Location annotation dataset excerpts

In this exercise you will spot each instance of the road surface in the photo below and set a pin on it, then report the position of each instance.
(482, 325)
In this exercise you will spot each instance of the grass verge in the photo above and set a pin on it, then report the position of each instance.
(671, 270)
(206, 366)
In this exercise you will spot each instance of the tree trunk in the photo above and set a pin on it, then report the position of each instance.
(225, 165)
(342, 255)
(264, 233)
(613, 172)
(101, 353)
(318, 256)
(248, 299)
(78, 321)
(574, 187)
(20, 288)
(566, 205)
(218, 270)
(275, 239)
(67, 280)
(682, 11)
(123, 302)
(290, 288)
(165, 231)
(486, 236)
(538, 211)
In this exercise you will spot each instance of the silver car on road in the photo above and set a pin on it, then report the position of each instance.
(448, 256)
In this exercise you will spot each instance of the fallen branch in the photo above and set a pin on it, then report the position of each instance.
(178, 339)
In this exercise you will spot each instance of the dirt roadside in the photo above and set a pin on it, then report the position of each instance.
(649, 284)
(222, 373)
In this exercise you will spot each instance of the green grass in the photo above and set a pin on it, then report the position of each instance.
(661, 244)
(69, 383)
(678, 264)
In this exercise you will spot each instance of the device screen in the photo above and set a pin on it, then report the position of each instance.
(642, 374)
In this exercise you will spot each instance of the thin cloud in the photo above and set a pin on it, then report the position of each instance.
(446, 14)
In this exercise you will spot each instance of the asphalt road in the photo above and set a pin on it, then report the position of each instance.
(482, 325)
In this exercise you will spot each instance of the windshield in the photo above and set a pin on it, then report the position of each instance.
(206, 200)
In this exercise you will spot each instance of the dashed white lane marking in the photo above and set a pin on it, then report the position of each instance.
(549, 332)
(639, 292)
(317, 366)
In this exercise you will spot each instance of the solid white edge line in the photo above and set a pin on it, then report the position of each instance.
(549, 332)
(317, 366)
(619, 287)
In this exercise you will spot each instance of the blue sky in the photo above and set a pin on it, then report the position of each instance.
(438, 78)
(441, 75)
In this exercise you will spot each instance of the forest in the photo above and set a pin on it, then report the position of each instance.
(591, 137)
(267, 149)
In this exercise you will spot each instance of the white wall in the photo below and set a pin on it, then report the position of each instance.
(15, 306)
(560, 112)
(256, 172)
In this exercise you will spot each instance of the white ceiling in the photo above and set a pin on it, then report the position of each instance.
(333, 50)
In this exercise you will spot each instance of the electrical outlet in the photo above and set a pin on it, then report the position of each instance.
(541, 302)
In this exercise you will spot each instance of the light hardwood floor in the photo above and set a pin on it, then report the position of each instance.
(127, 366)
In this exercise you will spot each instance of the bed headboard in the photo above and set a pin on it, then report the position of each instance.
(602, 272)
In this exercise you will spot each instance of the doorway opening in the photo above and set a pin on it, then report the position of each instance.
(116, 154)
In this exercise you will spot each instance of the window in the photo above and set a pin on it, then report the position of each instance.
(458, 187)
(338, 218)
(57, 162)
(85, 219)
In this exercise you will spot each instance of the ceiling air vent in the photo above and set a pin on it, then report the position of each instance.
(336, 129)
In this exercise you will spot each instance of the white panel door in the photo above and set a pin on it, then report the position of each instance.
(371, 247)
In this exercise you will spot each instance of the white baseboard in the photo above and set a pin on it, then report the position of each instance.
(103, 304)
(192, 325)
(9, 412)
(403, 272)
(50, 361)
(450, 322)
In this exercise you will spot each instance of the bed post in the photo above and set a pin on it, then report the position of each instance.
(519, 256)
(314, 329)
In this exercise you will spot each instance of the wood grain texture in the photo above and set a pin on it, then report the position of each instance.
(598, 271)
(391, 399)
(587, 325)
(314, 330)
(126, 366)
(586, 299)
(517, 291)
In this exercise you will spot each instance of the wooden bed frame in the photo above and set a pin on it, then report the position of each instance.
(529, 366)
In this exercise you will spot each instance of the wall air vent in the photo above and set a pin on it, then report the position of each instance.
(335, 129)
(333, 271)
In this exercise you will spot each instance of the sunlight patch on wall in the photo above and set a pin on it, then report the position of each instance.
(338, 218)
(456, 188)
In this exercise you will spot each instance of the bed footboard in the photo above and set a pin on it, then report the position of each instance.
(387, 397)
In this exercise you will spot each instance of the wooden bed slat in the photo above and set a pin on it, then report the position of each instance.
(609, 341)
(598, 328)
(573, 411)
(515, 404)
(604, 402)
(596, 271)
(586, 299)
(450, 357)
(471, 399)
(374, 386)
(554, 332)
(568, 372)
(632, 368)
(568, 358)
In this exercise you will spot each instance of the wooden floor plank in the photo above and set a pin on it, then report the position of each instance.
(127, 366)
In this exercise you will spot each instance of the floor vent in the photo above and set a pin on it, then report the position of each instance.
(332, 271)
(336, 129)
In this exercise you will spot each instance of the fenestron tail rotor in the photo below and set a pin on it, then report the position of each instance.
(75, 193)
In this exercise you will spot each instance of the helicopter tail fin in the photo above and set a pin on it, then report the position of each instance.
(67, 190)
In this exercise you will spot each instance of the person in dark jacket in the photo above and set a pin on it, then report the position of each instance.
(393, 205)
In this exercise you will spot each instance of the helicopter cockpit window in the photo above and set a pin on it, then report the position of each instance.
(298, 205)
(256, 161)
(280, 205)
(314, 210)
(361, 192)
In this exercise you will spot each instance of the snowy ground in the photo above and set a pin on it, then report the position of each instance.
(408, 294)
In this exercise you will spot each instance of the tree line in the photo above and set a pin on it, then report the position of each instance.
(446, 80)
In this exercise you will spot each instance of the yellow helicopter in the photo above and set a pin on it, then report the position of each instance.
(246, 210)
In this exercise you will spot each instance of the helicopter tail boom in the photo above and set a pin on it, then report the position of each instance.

[Required task]:
Could you quote every one of the rows above, word for word?

[Exercise output]:
In this exercise you will spot each instance of the road surface in the photo below and set a pin on it, then report the position of each instance.
(482, 325)
In this exercise you will spot each instance of the grass verge in the photo above and set a pin on it, then report the position of each instance.
(671, 270)
(206, 366)
In this exercise you will spot each instance of the tree trunk in the photo above and set a pin on it, then report the position of each instance.
(225, 165)
(342, 255)
(264, 233)
(613, 172)
(101, 353)
(318, 256)
(248, 299)
(78, 321)
(574, 187)
(20, 288)
(566, 205)
(218, 270)
(275, 239)
(67, 280)
(682, 11)
(123, 302)
(290, 288)
(165, 231)
(486, 236)
(538, 211)
In this exercise you will spot each instance of the silver car on road in the photo above and set a pin on it, then report the position of each instance.
(448, 256)
In this exercise you will spot each instance of the fallen branch in the photo above and set a pin on it, then report the position of each instance.
(178, 339)
In this exercise you will spot each instance of the dirt roadside in the photo above and set a pin on it, then report the position of each instance.
(649, 284)
(222, 373)
In this exercise you will spot each instance of the green grass in the photo above and set a pin on it, then report the position of each instance.
(661, 244)
(69, 383)
(678, 264)
In this exercise you will spot each instance of the device screen in the photo above and set a pin on it, then report the position of each instance.
(642, 374)
In this exercise you will spot each instance of the thin cloud in the photo above and set a pin on it, then report the position of each instance.
(446, 14)
In this exercise you will spot each instance of the asphalt road in the photo above and set a pin on it, then report the position of each instance.
(482, 325)
In this exercise you will spot each instance of the windshield in the photo above and set a pin on it, then report the position of each instance.
(206, 200)
In this exercise you will spot each instance of the dashed white lane marking in the photo above and set a pin on it, then report the position of each instance.
(549, 332)
(639, 292)
(317, 366)
In this exercise you will spot each instance of the solid white edge line in the photo above and set a pin on it, then report the position of each instance.
(549, 332)
(317, 366)
(619, 287)
In this exercise you will spot each instance of the blue sky in the photo above and set a pin on it, then report the position of each instance.
(438, 78)
(441, 75)
In this exercise you will spot each instance of the forest in the photo above and set a pin on it, then report the position of each instance.
(591, 137)
(267, 149)
In this exercise you will spot each instance of the white wall in the photo below and set a pin on it, then report the position of each instance.
(15, 306)
(560, 112)
(256, 172)
In this exercise you will spot each instance of the white ceiling in the photo above and set a pin on it, then report the position of each instance.
(333, 50)
In this exercise you will spot each instance of the electrical outlet in the photo above and set a pin on it, then report the position of each instance.
(541, 302)
In this exercise you will spot each instance of the light hardwood floor in the photo above and set a pin on it, then report the position of each instance.
(127, 366)
In this exercise you will spot each instance of the bed headboard in the photo above and set a pin on it, then report the position of each instance.
(602, 272)
In this exercise you will spot each instance of the doorway opening in the photo above and set a pin on it, then report the position of each instance.
(116, 154)
In this exercise you will spot each instance of the window in the photo above and set a pin on it, then report the position of each instance.
(458, 187)
(338, 218)
(57, 162)
(85, 219)
In this exercise you will spot each instance of the ceiling air vent in the photo above and set a pin on it, then report the position of each instance.
(336, 129)
In this exercise you will spot each instance of the white panel door in the photo above and set a pin on it, then report the position of each instance.
(371, 247)
In this exercise you will spot each instance of the white baseboard in the photo above and set a pin on it, then report the position of each instance.
(103, 304)
(192, 325)
(9, 412)
(403, 272)
(50, 361)
(450, 322)
In this exercise you will spot each instance of the bed post in the photo above and set a pin on it, then report the position of each instance.
(519, 256)
(314, 329)
In this exercise you will spot each instance of the wood grain texture in the photo above and set a pin on it, then report the position of each instance.
(598, 271)
(391, 399)
(587, 325)
(314, 330)
(126, 366)
(586, 299)
(517, 291)
In this exercise you will spot each instance of the wooden bed frame in the photo above and set a pin on it, then report the position of each instance.
(529, 366)
In this exercise you will spot each instance of the wall air vent in the photo above and set a pin on it, then report the position of each instance.
(335, 129)
(333, 271)
In this exercise you will spot each instance of the sunlight patch on wall in the photo above and set a pin on it, then report the position of each instance.
(338, 218)
(456, 188)
In this exercise you will spot each instance of the bed footboard in the photo above and set a pin on it, then report the position of each instance.
(387, 397)
In this exercise you will spot each instance of the wooden bed slat in the photo above and set a pin on it, then report the position of each instance.
(609, 341)
(598, 328)
(573, 411)
(515, 404)
(604, 402)
(596, 271)
(586, 299)
(450, 357)
(471, 399)
(374, 386)
(554, 332)
(568, 372)
(632, 368)
(568, 358)
In this exercise you will spot each instance of the wooden floor plank in the photo above and set a pin on it, then report the position of each instance.
(127, 366)
In this exercise you will spot each instance of the floor vent in the photo above and set a pin on it, then report the position of each instance.
(332, 271)
(336, 129)
In this exercise you will spot each instance of the fenestron tail rotor in the photo below and set a pin on it, then report the position of each instance.
(75, 193)
In this exercise you will spot each instance of the helicopter tail fin in the photo above and set a pin on it, then report the position of each instance.
(67, 190)
In this exercise you will spot each instance of the person in dark jacket in the photo above and set a pin on it, then report the position of each instance.
(393, 205)
In this exercise you will spot each instance of the helicopter cockpit window in the photo above and set a pin on it, then report the position of each instance.
(298, 205)
(256, 161)
(280, 205)
(314, 210)
(361, 192)
In this exercise you will spot each instance of the snowy ground in the photo above and set a pin on it, then report the position of each instance.
(408, 294)
In this exercise you will spot each instance of the tree line in the photo above and set a pin on it, then report the position of each instance.
(446, 80)
In this exercise you will spot each instance of the yellow helicopter in the photo above and set a pin on it, then report the position of each instance.
(246, 210)
In this exercise you will spot each instance of the helicopter tail boom in the photo above and set a pin on it, then report the position of each instance.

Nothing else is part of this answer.